------ Data rows ------
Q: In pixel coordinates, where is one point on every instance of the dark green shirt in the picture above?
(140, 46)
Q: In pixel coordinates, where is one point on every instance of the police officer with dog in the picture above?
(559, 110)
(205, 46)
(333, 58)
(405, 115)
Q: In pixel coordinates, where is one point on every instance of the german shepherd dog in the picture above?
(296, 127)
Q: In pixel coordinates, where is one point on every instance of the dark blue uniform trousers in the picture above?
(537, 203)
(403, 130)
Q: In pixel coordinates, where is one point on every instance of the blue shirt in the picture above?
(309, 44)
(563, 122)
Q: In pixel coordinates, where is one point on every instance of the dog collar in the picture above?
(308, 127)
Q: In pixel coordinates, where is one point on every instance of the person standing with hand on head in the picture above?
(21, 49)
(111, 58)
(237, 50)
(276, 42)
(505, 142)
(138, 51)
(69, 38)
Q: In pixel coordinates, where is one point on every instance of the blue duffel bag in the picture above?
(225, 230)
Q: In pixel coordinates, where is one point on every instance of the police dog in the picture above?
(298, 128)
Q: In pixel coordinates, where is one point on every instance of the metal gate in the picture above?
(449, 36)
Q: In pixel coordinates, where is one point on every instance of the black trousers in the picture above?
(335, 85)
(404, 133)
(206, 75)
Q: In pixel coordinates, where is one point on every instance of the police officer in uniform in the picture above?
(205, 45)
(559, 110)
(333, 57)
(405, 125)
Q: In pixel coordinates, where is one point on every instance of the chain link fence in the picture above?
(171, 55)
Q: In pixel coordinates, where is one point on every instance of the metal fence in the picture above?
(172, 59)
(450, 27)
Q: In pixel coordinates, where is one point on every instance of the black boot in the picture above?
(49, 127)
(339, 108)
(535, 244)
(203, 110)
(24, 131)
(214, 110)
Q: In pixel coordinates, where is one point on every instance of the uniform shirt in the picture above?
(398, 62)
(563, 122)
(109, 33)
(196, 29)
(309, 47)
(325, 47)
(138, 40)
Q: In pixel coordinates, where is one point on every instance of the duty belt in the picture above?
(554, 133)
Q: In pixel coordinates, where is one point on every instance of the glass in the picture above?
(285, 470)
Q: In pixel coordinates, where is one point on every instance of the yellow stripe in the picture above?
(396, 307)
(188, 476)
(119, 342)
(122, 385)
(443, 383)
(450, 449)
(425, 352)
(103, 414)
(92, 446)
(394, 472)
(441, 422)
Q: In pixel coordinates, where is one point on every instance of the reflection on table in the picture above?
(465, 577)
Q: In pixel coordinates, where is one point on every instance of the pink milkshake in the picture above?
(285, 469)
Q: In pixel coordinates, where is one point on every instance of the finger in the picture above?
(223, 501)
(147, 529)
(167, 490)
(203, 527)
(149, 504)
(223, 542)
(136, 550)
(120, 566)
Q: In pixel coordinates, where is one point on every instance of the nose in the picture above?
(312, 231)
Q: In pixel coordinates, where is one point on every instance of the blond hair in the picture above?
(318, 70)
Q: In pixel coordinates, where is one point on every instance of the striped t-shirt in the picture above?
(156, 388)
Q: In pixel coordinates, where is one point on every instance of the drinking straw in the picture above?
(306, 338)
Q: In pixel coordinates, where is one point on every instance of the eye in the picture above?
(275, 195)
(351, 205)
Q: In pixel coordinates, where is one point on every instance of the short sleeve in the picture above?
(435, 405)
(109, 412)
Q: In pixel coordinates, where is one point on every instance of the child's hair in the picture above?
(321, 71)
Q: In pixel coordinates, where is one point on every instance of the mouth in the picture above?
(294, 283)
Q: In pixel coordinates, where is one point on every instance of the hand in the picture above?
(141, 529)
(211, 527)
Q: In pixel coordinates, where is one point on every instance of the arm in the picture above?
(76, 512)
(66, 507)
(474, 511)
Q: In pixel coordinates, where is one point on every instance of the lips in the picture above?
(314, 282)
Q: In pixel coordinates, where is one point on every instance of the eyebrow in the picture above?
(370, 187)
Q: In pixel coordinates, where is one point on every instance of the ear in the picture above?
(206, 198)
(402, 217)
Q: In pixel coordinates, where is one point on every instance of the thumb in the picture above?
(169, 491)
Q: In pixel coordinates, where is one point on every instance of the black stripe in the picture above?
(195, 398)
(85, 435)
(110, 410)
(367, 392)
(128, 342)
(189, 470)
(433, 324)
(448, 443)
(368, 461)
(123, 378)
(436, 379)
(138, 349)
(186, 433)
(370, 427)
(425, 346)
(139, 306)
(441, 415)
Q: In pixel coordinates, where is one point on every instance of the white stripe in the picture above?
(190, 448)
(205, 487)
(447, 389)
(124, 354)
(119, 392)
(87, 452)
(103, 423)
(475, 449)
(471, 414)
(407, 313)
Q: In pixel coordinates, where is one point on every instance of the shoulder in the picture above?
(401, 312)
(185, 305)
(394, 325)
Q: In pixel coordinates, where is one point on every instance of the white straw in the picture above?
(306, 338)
------
▶ [Request]
Present the lines above as a Markdown table with the columns Row and Line, putting a row number in the first column and the line in the second. Leave out any blank lines.

▶ [Output for this exercise]
| Row | Line |
|---|---|
| 1 | Q: In pixel coordinates, where is one point on every instance of the dark green shirt in the picture above? |
| 2 | (140, 46) |
| 3 | Q: In pixel coordinates, where is one point on every instance of the police officer with dog in the picture above? |
| 4 | (559, 110) |
| 5 | (205, 46) |
| 6 | (333, 58) |
| 7 | (405, 115) |
| 8 | Q: In pixel coordinates, where is one point on every instance of the german shepherd dog in the picture above? |
| 9 | (296, 127) |
| 10 | Q: In pixel coordinates, where is one point on every instance of the dark blue uniform trousers in the picture above? |
| 11 | (537, 203) |
| 12 | (403, 130) |
| 13 | Q: In pixel coordinates, where is one point on every instance of the blue shirt in the picture above? |
| 14 | (309, 44) |
| 15 | (563, 122) |
| 16 | Q: In pixel coordinates, where is one point on every instance of the dog collar in the picture above? |
| 17 | (308, 127) |
| 18 | Q: In pixel coordinates, where is one point on every instance of the person standing with hand on head in the picture above? |
| 19 | (21, 49) |
| 20 | (111, 58) |
| 21 | (237, 50) |
| 22 | (276, 42) |
| 23 | (505, 142) |
| 24 | (138, 51) |
| 25 | (69, 38) |
| 26 | Q: In pixel coordinates, where is one point on every instance of the blue duffel bag in the picture above? |
| 27 | (225, 230) |
| 28 | Q: In pixel coordinates, where is one point on every instance of the police dog in the picture above? |
| 29 | (298, 128) |
| 30 | Q: In pixel coordinates, where is one point on every instance of the metal gate in the picture above? |
| 31 | (449, 36) |
| 32 | Q: In pixel coordinates, where is one point on every instance of the black trousers in the picture above? |
| 33 | (335, 85) |
| 34 | (404, 133) |
| 35 | (206, 75) |
| 36 | Q: In pixel coordinates, where is one point on every instance of the police officer in uniform in the picture above? |
| 37 | (205, 45) |
| 38 | (559, 110) |
| 39 | (333, 57) |
| 40 | (405, 125) |
| 41 | Q: In pixel coordinates, where is one point on every instance of the chain link fence in the picture above? |
| 42 | (171, 55) |
| 43 | Q: In pixel coordinates, where is one point on every instance of the metal fence in the picture above? |
| 44 | (172, 59) |
| 45 | (450, 27) |
| 46 | Q: In pixel coordinates, where is one point on every instance of the black boot in the picture above? |
| 47 | (49, 127) |
| 48 | (339, 108) |
| 49 | (535, 244) |
| 50 | (203, 110) |
| 51 | (24, 131) |
| 52 | (214, 110) |
| 53 | Q: In pixel coordinates, where is one point on every instance of the uniform shirt in the picture above? |
| 54 | (398, 62) |
| 55 | (563, 122) |
| 56 | (109, 33) |
| 57 | (196, 29) |
| 58 | (309, 47) |
| 59 | (325, 47) |
| 60 | (138, 40) |
| 61 | Q: In pixel coordinates, where is one point on every instance of the duty belt in the picture above? |
| 62 | (554, 133) |
| 63 | Q: In pixel coordinates, where is one point on every instance of the glass in the picture above? |
| 64 | (285, 470) |
| 65 | Q: In pixel coordinates, where is one point on every instance of the yellow stripe in the picture above? |
| 66 | (396, 307) |
| 67 | (188, 476) |
| 68 | (119, 342) |
| 69 | (122, 385) |
| 70 | (443, 383) |
| 71 | (450, 449) |
| 72 | (425, 352) |
| 73 | (103, 414) |
| 74 | (92, 446) |
| 75 | (394, 472) |
| 76 | (441, 422) |
| 77 | Q: In pixel coordinates, where is one point on every instance of the reflection on table in the picture above? |
| 78 | (465, 577) |
| 79 | Q: In pixel coordinates, where is one point on every instance of the pink milkshake in the picture above? |
| 80 | (285, 469) |
| 81 | Q: In pixel coordinates, where is one point on every instance of the finger in the picture above? |
| 82 | (223, 501) |
| 83 | (147, 529) |
| 84 | (167, 490) |
| 85 | (203, 527) |
| 86 | (149, 504) |
| 87 | (223, 542) |
| 88 | (136, 550) |
| 89 | (120, 566) |
| 90 | Q: In pixel coordinates, where is one point on every instance of the nose in the picture above? |
| 91 | (312, 231) |
| 92 | Q: In pixel coordinates, where is one point on every instance of the blond hair in the picture above? |
| 93 | (318, 70) |
| 94 | Q: In pixel coordinates, where is one point on every instance of the striped t-shirt in the picture above? |
| 95 | (156, 388) |
| 96 | Q: In pixel coordinates, where is one point on every instance of the drinking straw in the picture above? |
| 97 | (306, 338) |
| 98 | Q: In pixel coordinates, where is one point on every instance of the eye in the picture above? |
| 99 | (275, 195) |
| 100 | (351, 205) |
| 101 | Q: In pixel coordinates, where is one point on every instance of the short sleeve in the picture above? |
| 102 | (435, 405) |
| 103 | (109, 412) |
| 104 | Q: In pixel coordinates, where is one point on every instance of the child's hair in the picture above? |
| 105 | (321, 71) |
| 106 | Q: In pixel coordinates, where is one point on every instance of the mouth in the picture above? |
| 107 | (294, 283) |
| 108 | Q: In pixel coordinates, where is one point on every instance of the hand in the picture above? |
| 109 | (141, 529) |
| 110 | (211, 527) |
| 111 | Q: In pixel coordinates, where is one point on every instance of the arm in the picture above? |
| 112 | (76, 512) |
| 113 | (66, 507) |
| 114 | (474, 511) |
| 115 | Q: In pixel coordinates, where is one point on every instance of the lips in the picture above? |
| 116 | (314, 282) |
| 117 | Q: In pixel coordinates, where is one point on every instance of the eyebrow in the picture above? |
| 118 | (370, 187) |
| 119 | Q: In pixel coordinates, where is one point on every instance of the ear in the picture above? |
| 120 | (206, 198) |
| 121 | (402, 217) |
| 122 | Q: In pixel coordinates, where is one point on every instance of the thumb in the picture above? |
| 123 | (169, 491) |
| 124 | Q: In pixel coordinates, where is one point on every instance of the black stripe in the picture above? |
| 125 | (195, 398) |
| 126 | (85, 435) |
| 127 | (110, 410) |
| 128 | (367, 392) |
| 129 | (128, 342) |
| 130 | (189, 470) |
| 131 | (433, 324) |
| 132 | (448, 443) |
| 133 | (368, 461) |
| 134 | (123, 378) |
| 135 | (436, 379) |
| 136 | (138, 349) |
| 137 | (186, 433) |
| 138 | (370, 427) |
| 139 | (425, 346) |
| 140 | (139, 306) |
| 141 | (441, 415) |
| 142 | Q: In pixel coordinates, where is one point on every instance of the white stripe in the picture above? |
| 143 | (190, 448) |
| 144 | (205, 487) |
| 145 | (447, 389) |
| 146 | (124, 354) |
| 147 | (119, 392) |
| 148 | (87, 452) |
| 149 | (103, 423) |
| 150 | (475, 449) |
| 151 | (471, 414) |
| 152 | (407, 313) |
| 153 | Q: In pixel coordinates, where is one point on every instance of the shoulder in the picture above? |
| 154 | (401, 312) |
| 155 | (185, 305) |
| 156 | (394, 325) |
| 157 | Q: In pixel coordinates, where is one point on every instance of the white straw in the picture above? |
| 158 | (306, 338) |